● DATA RECORDS
-----
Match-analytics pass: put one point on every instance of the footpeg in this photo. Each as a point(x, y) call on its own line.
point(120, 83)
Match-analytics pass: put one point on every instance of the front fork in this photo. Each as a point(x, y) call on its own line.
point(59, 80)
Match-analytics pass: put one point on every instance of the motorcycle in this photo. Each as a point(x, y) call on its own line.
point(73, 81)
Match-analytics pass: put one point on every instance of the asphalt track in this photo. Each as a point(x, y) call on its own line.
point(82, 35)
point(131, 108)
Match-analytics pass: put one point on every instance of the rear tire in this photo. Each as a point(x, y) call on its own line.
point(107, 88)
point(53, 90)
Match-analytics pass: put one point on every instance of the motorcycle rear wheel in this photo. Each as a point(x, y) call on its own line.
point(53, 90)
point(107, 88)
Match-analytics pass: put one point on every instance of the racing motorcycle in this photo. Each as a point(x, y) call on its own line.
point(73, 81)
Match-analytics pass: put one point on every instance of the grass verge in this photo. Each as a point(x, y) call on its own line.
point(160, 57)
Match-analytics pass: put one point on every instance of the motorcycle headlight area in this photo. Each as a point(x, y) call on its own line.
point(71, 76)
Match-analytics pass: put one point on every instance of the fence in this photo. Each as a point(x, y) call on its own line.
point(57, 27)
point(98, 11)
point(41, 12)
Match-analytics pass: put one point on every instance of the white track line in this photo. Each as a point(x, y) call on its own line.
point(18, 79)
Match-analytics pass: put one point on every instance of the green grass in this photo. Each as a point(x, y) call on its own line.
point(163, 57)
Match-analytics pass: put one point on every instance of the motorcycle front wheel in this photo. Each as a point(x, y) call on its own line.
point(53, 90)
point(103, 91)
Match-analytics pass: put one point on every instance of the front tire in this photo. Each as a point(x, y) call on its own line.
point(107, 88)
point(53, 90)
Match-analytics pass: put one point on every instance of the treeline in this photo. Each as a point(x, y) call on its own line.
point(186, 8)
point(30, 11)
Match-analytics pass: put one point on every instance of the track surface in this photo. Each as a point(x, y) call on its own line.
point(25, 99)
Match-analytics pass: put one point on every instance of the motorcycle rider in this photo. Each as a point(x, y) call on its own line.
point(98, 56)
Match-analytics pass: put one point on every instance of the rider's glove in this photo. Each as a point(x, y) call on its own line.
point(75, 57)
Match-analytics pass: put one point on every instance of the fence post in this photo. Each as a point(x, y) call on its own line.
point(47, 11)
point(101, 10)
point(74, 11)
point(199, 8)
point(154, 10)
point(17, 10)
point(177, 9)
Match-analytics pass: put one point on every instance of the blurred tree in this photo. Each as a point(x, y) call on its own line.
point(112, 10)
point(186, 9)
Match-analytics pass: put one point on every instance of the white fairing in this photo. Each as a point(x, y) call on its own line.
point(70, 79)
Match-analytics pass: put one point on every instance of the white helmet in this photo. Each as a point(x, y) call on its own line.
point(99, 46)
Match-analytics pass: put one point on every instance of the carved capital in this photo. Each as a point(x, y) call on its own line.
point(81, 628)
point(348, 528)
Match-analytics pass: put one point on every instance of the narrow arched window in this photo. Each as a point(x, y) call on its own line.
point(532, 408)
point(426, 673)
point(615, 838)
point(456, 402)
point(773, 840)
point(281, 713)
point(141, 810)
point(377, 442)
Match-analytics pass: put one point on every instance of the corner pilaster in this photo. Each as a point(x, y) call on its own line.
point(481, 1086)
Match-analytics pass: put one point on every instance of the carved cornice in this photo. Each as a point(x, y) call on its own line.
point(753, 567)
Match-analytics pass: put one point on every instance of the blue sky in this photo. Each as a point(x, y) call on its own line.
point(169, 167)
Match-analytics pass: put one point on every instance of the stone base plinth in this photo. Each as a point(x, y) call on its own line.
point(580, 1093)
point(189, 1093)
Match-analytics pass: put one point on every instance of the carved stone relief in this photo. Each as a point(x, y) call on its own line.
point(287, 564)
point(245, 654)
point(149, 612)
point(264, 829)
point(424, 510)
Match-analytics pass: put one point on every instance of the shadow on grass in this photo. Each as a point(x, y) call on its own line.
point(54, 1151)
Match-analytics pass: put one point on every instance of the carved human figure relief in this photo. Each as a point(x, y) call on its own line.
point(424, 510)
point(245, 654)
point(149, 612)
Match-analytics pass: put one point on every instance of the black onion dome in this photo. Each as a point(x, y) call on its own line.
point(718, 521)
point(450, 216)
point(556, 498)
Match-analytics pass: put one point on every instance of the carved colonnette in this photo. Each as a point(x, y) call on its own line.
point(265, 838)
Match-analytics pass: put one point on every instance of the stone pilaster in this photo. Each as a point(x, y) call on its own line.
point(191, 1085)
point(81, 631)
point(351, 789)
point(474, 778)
-----
● WHAT IS EXPECTED
Please reproduce the listing above in full, replacing each "Match-analytics pass" with "Labeling pass" and changing nothing else.

● TASK RESULT
Labeling pass: put one point on every instance of the footpeg in this photo. Each as a point(x, y) call on its own line.
point(120, 83)
Labeling pass: put one point on every instance of the front fork in this photo. Each as a point(x, y) call on its own line.
point(59, 80)
Labeling pass: put one point on every instance of the motorcycle in this photo. Each as a point(x, y) call on its own line.
point(73, 81)
Labeling pass: put one point on every instance of the asphalt track in this photo. Each as a point(x, y) call on its own line.
point(82, 35)
point(131, 108)
Labeling pass: put one point on every instance of the rear tire in this photo. Each as a point(x, y) call on its own line.
point(107, 88)
point(53, 90)
Labeling pass: put one point on every instance of the motorcycle rear wheel in this photo. Each as a point(x, y) call on its own line.
point(53, 90)
point(107, 88)
Labeling pass: put one point on every instance of the racing motorcycle in this photo. Each as a point(x, y) call on its own line.
point(73, 81)
Labeling pass: put one point on every instance of the grass verge in this photo. Each as a point(x, y) call on its own line.
point(160, 57)
Labeling pass: put one point on every instance of the motorcycle headlight area in this photo. Each as a point(x, y) call on its own line.
point(71, 76)
Labeling pass: put one point on every instance of the fence in this photo. Each as a point(x, y) call on its own line.
point(57, 27)
point(98, 11)
point(41, 12)
Labeling pass: put one point on every instance of the white track line in this photo. Each as a point(x, y) call on its own line.
point(18, 79)
Labeling pass: put one point on every instance of the green grass in this photo. Each as a point(x, y) call on its own line.
point(163, 57)
Labeling pass: put one point on every instance of the motorcycle front wheel in this photo. Each as a point(x, y) call on its own line.
point(53, 90)
point(103, 91)
Labeling pass: put one point on every instance of the front tire in this photo. Each as a point(x, y) call on its own line.
point(107, 88)
point(53, 90)
Labeling pass: put one point on every instance of the treeline in this photo. Each as a point(x, y) call on its own line.
point(186, 8)
point(30, 11)
Labeling pass: put one point on every instance of the track surface in this photo. Each as a point(x, y) call on its own line.
point(25, 99)
Labeling pass: put one point on every instance of the motorcycle rider in this photo. Each as a point(x, y) call on its own line.
point(98, 56)
Labeling pass: put one point on every instance of the rider's glove in this photo. Each as a point(x, y) call on its own line.
point(75, 57)
Labeling pass: put one point on every instance of the fence post in this photo. Each as a point(x, y) call on its own line.
point(47, 11)
point(101, 10)
point(74, 11)
point(199, 8)
point(154, 10)
point(17, 10)
point(177, 9)
Labeling pass: put one point on every instance of the blurred tree in this photo. Each as a point(x, y) call on its own line.
point(112, 10)
point(186, 9)
Labeling pass: put one point on every instance of the white fairing in this photo. Each as a point(x, y) call on its own line.
point(70, 79)
Labeling pass: put one point on every instance of the white helmet in this photo. Each as a point(x, y) call on its own line.
point(99, 46)
Labeling pass: put one point on every instance of the carved capital in this photo. Each as a point(x, y) call on its own line.
point(81, 628)
point(348, 528)
Labeling pass: put one point on every instance of the narrow arched window in this photo. Each as a point(x, y) call on its own line.
point(532, 408)
point(426, 673)
point(615, 838)
point(456, 402)
point(773, 840)
point(281, 713)
point(141, 810)
point(377, 442)
Labeling pass: put one point on every instance of the corner pilaster in this photo. Each as a point(x, y) call on its own line.
point(481, 1086)
Labeling pass: put one point on every instance of the carved cornice in this photo. Each as a point(x, y) call on its own line.
point(753, 567)
Labeling pass: put one point on every instance of the blue sky in this photo. Each as a point(x, y) call on its own line.
point(169, 167)
Labeling pass: put one point on every instance of the stone base plinth in this photo. Each as a point(x, y) call on its own line.
point(580, 1093)
point(189, 1093)
Labeling pass: put one point on every instance of the carved stone relief in this photo. Each as a point(x, y) call on its own line.
point(287, 564)
point(245, 654)
point(149, 612)
point(264, 829)
point(424, 510)
Labeling pass: put one point on every instance of the shadow on grass in this photo. Each as a point(x, y) call on its own line.
point(54, 1151)
Labeling pass: put one point on every instance of the carved human figure relief in this photo. Each as a point(x, y) call on its own line.
point(424, 510)
point(245, 654)
point(149, 612)
Labeling pass: put one point on every instance of the black onion dome in this photo. Each as a point(x, y) call on its own line.
point(718, 521)
point(450, 216)
point(556, 498)
Labeling pass: put one point on every instance of the carved colonnette in this photo. Each as a point(x, y) call on its own line.
point(265, 838)
Labeling pass: put one point on every instance of the stone pilaster in this photo. Each as a point(x, y) call on its own line.
point(191, 1085)
point(81, 631)
point(351, 789)
point(474, 778)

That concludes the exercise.